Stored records
* * * *

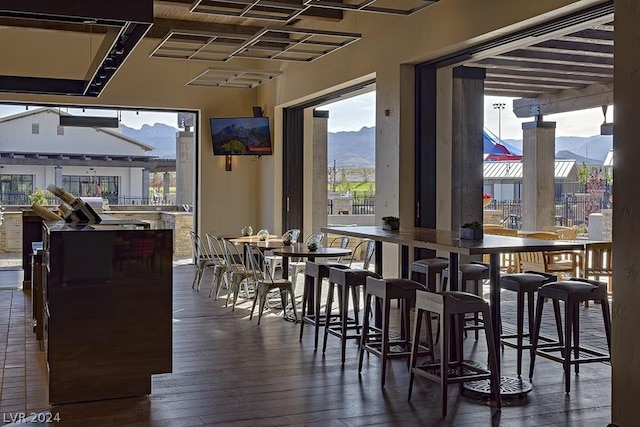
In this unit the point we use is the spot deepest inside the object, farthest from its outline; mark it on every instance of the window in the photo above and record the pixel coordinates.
(92, 186)
(15, 189)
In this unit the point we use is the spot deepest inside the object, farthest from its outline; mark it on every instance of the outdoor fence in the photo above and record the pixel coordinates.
(569, 210)
(359, 206)
(22, 199)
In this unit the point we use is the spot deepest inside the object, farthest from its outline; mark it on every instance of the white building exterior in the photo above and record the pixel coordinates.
(36, 151)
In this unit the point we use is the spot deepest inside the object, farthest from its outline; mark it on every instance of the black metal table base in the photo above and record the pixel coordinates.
(510, 387)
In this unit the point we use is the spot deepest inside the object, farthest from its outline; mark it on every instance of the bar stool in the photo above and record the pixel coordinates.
(573, 292)
(448, 305)
(349, 281)
(431, 268)
(474, 272)
(314, 273)
(378, 342)
(526, 285)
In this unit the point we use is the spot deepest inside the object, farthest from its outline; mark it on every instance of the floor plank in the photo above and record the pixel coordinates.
(227, 370)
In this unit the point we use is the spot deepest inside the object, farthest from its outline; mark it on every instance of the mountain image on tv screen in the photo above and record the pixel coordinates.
(241, 136)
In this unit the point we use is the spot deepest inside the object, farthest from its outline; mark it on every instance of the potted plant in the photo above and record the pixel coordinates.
(487, 198)
(390, 223)
(471, 231)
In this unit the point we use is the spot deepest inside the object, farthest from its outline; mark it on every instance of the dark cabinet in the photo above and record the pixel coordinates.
(109, 307)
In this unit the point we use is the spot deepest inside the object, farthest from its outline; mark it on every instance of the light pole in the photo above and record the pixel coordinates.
(499, 106)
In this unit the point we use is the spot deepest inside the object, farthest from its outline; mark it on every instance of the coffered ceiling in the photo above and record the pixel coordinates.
(576, 57)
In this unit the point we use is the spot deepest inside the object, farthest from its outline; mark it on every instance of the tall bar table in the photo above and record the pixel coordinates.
(448, 241)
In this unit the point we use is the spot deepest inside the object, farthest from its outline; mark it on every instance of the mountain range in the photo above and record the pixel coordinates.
(356, 149)
(160, 136)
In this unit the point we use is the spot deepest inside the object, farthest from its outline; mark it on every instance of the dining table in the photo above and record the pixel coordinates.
(450, 242)
(300, 250)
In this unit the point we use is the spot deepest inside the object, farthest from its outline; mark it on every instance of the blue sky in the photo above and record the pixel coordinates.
(354, 113)
(128, 118)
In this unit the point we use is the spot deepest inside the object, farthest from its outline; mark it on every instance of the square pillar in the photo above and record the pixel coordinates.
(625, 343)
(319, 171)
(538, 174)
(467, 145)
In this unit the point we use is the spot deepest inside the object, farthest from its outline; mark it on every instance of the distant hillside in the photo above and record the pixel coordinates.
(352, 149)
(591, 149)
(160, 136)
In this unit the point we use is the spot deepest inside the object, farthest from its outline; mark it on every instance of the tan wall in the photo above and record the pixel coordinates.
(180, 222)
(250, 194)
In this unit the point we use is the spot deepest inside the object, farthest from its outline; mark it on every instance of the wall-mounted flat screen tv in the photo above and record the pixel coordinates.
(240, 136)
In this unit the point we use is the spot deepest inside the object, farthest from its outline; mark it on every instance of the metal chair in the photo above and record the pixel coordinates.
(297, 265)
(220, 268)
(275, 261)
(201, 257)
(237, 272)
(266, 283)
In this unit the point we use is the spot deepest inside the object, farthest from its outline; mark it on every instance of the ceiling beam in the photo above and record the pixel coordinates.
(497, 75)
(515, 64)
(554, 58)
(162, 27)
(114, 11)
(569, 100)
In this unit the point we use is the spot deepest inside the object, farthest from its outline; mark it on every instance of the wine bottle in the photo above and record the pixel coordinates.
(80, 211)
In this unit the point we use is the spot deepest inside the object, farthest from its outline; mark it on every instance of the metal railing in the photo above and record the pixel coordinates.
(358, 206)
(569, 210)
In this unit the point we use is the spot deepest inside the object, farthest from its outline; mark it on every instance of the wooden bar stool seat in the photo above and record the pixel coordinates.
(476, 273)
(376, 340)
(449, 306)
(349, 281)
(525, 285)
(573, 293)
(432, 269)
(314, 273)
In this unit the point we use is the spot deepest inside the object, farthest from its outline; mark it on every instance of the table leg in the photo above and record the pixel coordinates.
(509, 386)
(285, 267)
(310, 286)
(404, 262)
(377, 315)
(378, 258)
(453, 272)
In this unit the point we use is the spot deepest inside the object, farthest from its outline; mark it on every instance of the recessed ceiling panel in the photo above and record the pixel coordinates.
(233, 78)
(279, 43)
(394, 7)
(257, 9)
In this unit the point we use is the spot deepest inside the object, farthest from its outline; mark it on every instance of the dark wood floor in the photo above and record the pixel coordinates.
(229, 371)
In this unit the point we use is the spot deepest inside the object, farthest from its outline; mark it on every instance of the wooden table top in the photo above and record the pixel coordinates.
(254, 239)
(445, 240)
(301, 250)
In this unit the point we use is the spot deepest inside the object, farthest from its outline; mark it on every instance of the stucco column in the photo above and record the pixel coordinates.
(185, 167)
(626, 230)
(145, 186)
(467, 148)
(166, 184)
(319, 170)
(538, 181)
(57, 177)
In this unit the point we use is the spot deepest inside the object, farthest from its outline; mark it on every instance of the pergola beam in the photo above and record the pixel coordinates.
(567, 100)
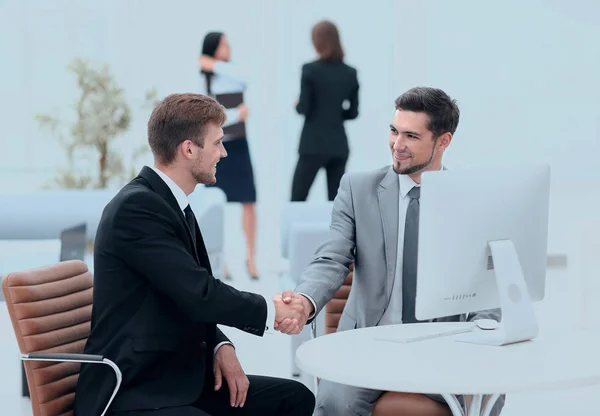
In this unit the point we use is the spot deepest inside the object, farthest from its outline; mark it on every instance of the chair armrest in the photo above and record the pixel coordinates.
(79, 358)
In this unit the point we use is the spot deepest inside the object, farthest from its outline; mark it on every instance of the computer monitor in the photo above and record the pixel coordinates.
(483, 245)
(73, 242)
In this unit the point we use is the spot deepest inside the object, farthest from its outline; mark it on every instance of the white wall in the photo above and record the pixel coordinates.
(525, 73)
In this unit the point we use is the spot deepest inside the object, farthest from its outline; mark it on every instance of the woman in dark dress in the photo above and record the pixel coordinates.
(224, 81)
(326, 85)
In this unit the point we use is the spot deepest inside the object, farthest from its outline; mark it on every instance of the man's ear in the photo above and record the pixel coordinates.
(186, 148)
(444, 140)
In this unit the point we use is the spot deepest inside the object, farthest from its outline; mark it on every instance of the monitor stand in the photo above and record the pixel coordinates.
(518, 316)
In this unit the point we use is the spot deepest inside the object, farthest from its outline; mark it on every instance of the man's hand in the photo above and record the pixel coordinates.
(291, 312)
(227, 365)
(207, 63)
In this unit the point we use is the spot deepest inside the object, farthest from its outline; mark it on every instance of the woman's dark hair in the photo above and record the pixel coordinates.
(326, 40)
(209, 47)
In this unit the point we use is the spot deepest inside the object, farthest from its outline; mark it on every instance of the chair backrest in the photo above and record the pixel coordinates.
(335, 307)
(50, 309)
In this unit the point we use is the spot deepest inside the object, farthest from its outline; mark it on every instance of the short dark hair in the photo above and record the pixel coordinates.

* * * *

# Exercise details:
Pictures are not part of the copy; output everything else in the records exactly.

# Complete answer:
In this unit the point we use is the spot deepest inside the object, farthest from its outline; mark it on every instance of the window in the photo above and record the pixel coordinates.
(92, 186)
(15, 189)
In this unit the point we use is the spot deepest inside the object, farthest from its outline; mark it on every instance of the outdoor fence in the photo above and record the pixel coordinates.
(569, 210)
(359, 206)
(22, 199)
In this unit the point we use is the spot deepest inside the object, farthest from its outline; mark it on every instance of the white building exterior in the photo above and record the pixel coordinates.
(36, 151)
In this unit the point we use is the spot deepest inside the object, farthest from its outline; mark it on every instance of the black metal table base in the photo above and record the pixel coordinates.
(510, 387)
In this unit the point we use is the spot deepest inside the object, farthest from its outline; mark it on every instance of the bar stool in the photo above and record the pixel coordinates.
(573, 292)
(448, 305)
(349, 281)
(431, 268)
(474, 272)
(314, 273)
(378, 342)
(526, 285)
In this unit the point we use is the spot deepest inside the object, farthest from its outline; mark it on every instance of the floor plank in the photo above and record the pixel coordinates.
(227, 370)
In this unit the point we use is the spot deepest inside the object, farthest from its outline; mark it on every instance of the mountain image on tv screen in the photo above and record the pixel coordinates.
(241, 136)
In this unit the point we use is the spot deepest inside the object, farthest from its outline; mark it on every instance of the potted plant in the photo above and record the pixel coordinates.
(487, 198)
(390, 223)
(471, 231)
In this unit the point we use is the spot deepest inside the object, farthest from its outline; mark it on every instance of the dark cabinet in the photo above and record the pixel coordinates.
(109, 307)
In this unit the point we use is the spot deepest inside the object, farthest from its outline; mark it on every instance of the light pole in the photo above and record the pixel coordinates.
(499, 106)
In this unit the point we use is the spot deepest inside the object, farthest from its outline; mark it on every instance of the coffered ceiling in the photo above and record the pixel coordinates.
(576, 57)
In this unit the point we use is the spot deepest inside the object, farthest from its outline; mark it on every instance of the tall bar table in the photo above and record the pixel coordinates.
(448, 241)
In this unit the point we use is the spot deepest inside the object, farthest from its outline; mark it on every instance of the mountain range in the photo above and record the pixel coordinates.
(356, 149)
(160, 136)
In this unit the point we use is the spot deepest inside the object, farthest from its outline; mark it on every instance of the dining table in the photo above and record the pixel coordinates.
(450, 242)
(300, 250)
In this unit the point we use is the spot deepest inside the object, farthest from its outline; mark it on every instance of the blue sky in the photo above and record the pixel coordinates.
(354, 113)
(128, 118)
In this unit the point we use is the spot deepest inside the object, farthest from its outline; mark it on every instance of the square pillar in the photo above and record the pixel coordinates.
(625, 343)
(319, 171)
(538, 174)
(467, 145)
In this unit the point we use is the spot deepest inside the object, farthest from its outline; mark it on every instance of the distant hillside in the photo above and record the pixel coordinates.
(352, 149)
(591, 149)
(160, 136)
In this unit the point we use is the spot deepest inside the object, farthest from its outline; mark it on every instance of the tan wall in the photo above and record the pixel coordinates.
(180, 222)
(250, 194)
In this unit the point we use is the spot deepest inside the object, farthest from its outline; mark it on every instance of the wall-mounted flat screen tv in the photo above and record the pixel coordinates.
(240, 136)
In this unit the point we use is the spot deepest inside the object, farthest from its outline; mark it on every instance of the metal chair in the photo above and record the pixel coordinates.
(297, 265)
(220, 268)
(275, 261)
(201, 257)
(237, 272)
(266, 283)
In this unit the point we use is the spot deepest inside the object, farthest from its outline; mark it on every instance of the ceiling beam in the photo above and record the pixel coordinates.
(497, 75)
(515, 64)
(554, 58)
(162, 27)
(114, 11)
(569, 100)
In this unit the point we use is the spot deepest inside the object, farthest from its outline; mark it on every instance of the wine bottle in the photo above and record the pixel coordinates.
(80, 211)
In this unit the point we use is the spot deepest inside the object, farthest from its outline; mark it on every instance of the metal railing in the photo above and record the pixel coordinates.
(358, 206)
(569, 210)
In this unit the point we use is the spot deepest inside the object, farthest from its outline; mark it on every instance of the wooden bar stool seat in the photo above and record the pixel coordinates.
(476, 273)
(376, 340)
(449, 306)
(349, 281)
(525, 285)
(573, 293)
(432, 269)
(314, 273)
In this unit the point we use is the spot deepest inside the object, farthest from its outline; mark it on every instance of the table leg in the photo above and record the pixel coordinates.
(509, 386)
(285, 267)
(310, 286)
(404, 262)
(377, 315)
(378, 258)
(453, 272)
In this unit the point we use is the spot deepest inside the object, farthest from its outline; mark it on every instance of the recessed ceiling panel in the photo above and record the pixel coordinates.
(233, 78)
(279, 43)
(394, 7)
(257, 9)
In this unit the point we use is the spot deepest inside the object, farthest from its outline; mark it on every instance of the dark wood floor in the photo above and record the pixel coordinates.
(229, 371)
In this unit the point we use is the spot deepest inside the object, farthest from its outline; mark it on every instance of the wooden table top in the photo above and record the pixel coordinates.
(254, 239)
(445, 240)
(301, 250)
In this unit the point we use is the spot deepest inside the object, farthest from its outline; mark it on every instance of the stucco column in the photo above and record the pixel coordinates.
(185, 167)
(626, 230)
(145, 186)
(467, 148)
(166, 184)
(319, 170)
(538, 181)
(57, 177)
In this unit the point we use is the spot deepest inside the object, farthest from its outline; mark it on every instance of the pergola beam in the photo above and record the pixel coordinates.
(567, 100)
In this unit the point we use is the spot deepest inside the object, farthest from its outline; mark it on every instance of the chair armrest in the photo above and record the pixel coordinates.
(79, 358)
In this unit the point we use is the spot deepest inside the object, farthest from its outline; mark it on every instance of the computer monitor in the photo above and record the pixel coordinates.
(483, 245)
(73, 242)
In this unit the point we use is the spot deepest inside the object, farthest from its outline; mark it on every instance of the white wall in the photo above and record the pixel coordinates.
(525, 73)
In this unit the point we use is the spot deepest inside the object, farthest from its outline; mark it on every instance of the woman in dark dress in the photo above and record the pixel coordinates.
(224, 81)
(326, 85)
In this unit the point we use is the spot deepest inside the object, farthest from its outline; mark it on every instance of the man's ear in the photo above and record the pixel coordinates.
(186, 148)
(444, 140)
In this unit the point we use is the spot deepest inside the object, farthest from its outline; mark it on every instance of the monitor stand in the photo above and record the pixel coordinates.
(518, 316)
In this unit the point we use is the spot deepest inside the object, farthest from its outline; mark it on every instance of the man's hand in the photo above and record the pixel coordinates.
(291, 312)
(227, 365)
(207, 63)
In this unit the point we use is the spot deepest inside the object, farthest from its outline; mark it on every instance of the woman's dark hair in the photo above and record the pixel coordinates.
(326, 40)
(209, 47)
In this unit the point we use is the spot deepest inside the object, farthest from its outline; mark it on every instance of the chair backrest in the photo above and record the pixel coordinates.
(335, 307)
(50, 309)
In this unit the point we use is the spot deepest inside the object, farthest from its outline; mark it on every instance of the short dark hair in the photo above and record the pixel coordinates.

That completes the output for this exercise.